Exercise text
== Segment start ==

This research has focused on the least toxic and most sustainable methods for pod mold control on snap beans. In most cases, two fungi are involved in the pod mold complex, and are referred to by growers as gray mold and white mold. Both fungi have a wide host range, and can attack many species of crop plants, ornamentals and weeds. Both fungi are versatile with respect to temperature and moisture requirements needed to cause diseases. For these reasons, both fungi are very difficult for producers to control in any cropping system. The research conducted in this project aims to find ways to stop these fungi from attacking economically important crop plants.

The stakeholders most interested and most affected by this research are processing and fresh market snap bean producers. However, this research is also very relevant to dry bean producers. The most efficacious material used by the industry has been determined to have carcinogenic activity, and snap beans were removed from the EPA registration label of that product in fall of 2005. Our research has focused on alternatives to the use of this chemical, which will result in the use of least toxic inputs and high quality disease-free snap beans. Snap beans are grown in central and western regions of the state for fresh and processing markets. The 2003 crop was valued at $40.4 million. Fresh production accounted for 66 percent of the total and puts New York 4th across the nation. Processing sales of $13.4 million rank New York 3rd in the nation. Around 25,000 acres of dry beans are planted in New York State, for a value of around $10 million.

For the last 4 years, we have conducted extensive field and laboratory research on new fungicides and less toxic fungicides as replacements for vinclozolin for snap bean producers. Our search is for materials that provide effective simultaneous control of both white mold and gray mold, diseases that are caused by fungi with very broad host ranges and that are very aggressive and well-adapted for survival. A less toxic alternative for conventional producers is a product named Endura, known chemically as boscalid. This material has been approved recently (2005) by the EPA and the DEC for use in New York. The material is a carboximide that has shown properties that are environmently less toxic than vinclozolin. It is effective for gray mold control and shows promise for efficient white mold control when applied at critical management times. We have also explored the use of some organic products, but these have not been able to suppress pod molds when weather conditions are conducive for disease development (wet). The pod mold `tool box` contains the following materials, some of which are also being examined by EPA because of potential environmental problems, including Topsin M, Rovral, Bravo, Elevate, and Quadris. In 2006 we initiated a project to develop a decision tool for use by producers needing to control pod molds. Once completed, this tool will guide producers through a decision making process backed by research knowledge on efficacy of each suggested control strategy.

== Segment end ==

Supplied information
== Segment start ==

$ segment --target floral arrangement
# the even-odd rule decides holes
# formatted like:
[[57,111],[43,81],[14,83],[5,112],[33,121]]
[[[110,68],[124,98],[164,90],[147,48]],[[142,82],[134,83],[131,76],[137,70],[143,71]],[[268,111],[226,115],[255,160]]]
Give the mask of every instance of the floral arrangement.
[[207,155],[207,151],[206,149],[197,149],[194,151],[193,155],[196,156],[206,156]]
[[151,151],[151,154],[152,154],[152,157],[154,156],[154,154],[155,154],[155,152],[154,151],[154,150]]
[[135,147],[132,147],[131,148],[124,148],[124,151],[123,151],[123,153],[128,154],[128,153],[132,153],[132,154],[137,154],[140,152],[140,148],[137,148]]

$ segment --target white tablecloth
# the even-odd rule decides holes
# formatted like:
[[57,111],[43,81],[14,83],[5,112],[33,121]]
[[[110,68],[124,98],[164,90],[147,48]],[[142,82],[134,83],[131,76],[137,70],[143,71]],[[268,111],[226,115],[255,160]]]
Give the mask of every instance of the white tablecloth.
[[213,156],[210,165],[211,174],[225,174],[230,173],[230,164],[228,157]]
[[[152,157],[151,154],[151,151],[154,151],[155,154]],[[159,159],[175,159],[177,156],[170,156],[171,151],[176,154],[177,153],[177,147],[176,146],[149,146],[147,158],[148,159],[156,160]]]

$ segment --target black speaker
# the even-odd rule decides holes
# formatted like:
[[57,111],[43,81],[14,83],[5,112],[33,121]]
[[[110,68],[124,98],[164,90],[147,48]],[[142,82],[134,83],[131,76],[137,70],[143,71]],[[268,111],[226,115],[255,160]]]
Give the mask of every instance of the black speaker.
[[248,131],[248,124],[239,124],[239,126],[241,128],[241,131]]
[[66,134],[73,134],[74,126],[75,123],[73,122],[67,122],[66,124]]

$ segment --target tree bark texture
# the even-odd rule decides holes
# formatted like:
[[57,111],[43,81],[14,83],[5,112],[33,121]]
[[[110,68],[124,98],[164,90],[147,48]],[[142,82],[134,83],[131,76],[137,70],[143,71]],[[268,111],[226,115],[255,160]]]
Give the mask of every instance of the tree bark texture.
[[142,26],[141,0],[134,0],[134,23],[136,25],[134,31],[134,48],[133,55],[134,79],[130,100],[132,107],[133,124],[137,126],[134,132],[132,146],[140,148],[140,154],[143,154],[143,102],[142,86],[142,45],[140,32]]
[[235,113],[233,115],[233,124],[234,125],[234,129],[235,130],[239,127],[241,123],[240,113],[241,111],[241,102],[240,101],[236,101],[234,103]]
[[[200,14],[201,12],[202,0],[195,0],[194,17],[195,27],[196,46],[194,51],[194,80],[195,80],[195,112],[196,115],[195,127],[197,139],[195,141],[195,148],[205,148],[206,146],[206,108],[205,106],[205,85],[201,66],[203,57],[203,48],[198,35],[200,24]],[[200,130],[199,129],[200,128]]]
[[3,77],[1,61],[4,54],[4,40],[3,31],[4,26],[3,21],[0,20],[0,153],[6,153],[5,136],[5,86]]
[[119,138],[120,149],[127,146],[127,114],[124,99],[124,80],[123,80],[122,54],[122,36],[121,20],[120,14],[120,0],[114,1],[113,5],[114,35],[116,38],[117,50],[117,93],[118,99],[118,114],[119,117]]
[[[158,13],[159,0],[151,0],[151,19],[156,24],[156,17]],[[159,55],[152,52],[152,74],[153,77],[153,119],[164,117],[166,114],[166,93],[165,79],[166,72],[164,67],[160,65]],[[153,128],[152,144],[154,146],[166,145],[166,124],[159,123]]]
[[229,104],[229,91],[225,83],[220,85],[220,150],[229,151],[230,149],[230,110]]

== Segment end ==

What is being asked
Answer these questions using the snap bean pod mold text.
(a) What do growers call the two fungi involved in the pod mold complex?
(b) What was the value of the 2003 snap bean crop?
(c) What is the chemical name of the product named Endura?
The lines come from a separate source.

Solution for this problem
(a) Gray mold and white mold
(b) $40.4 million
(c) Boscalid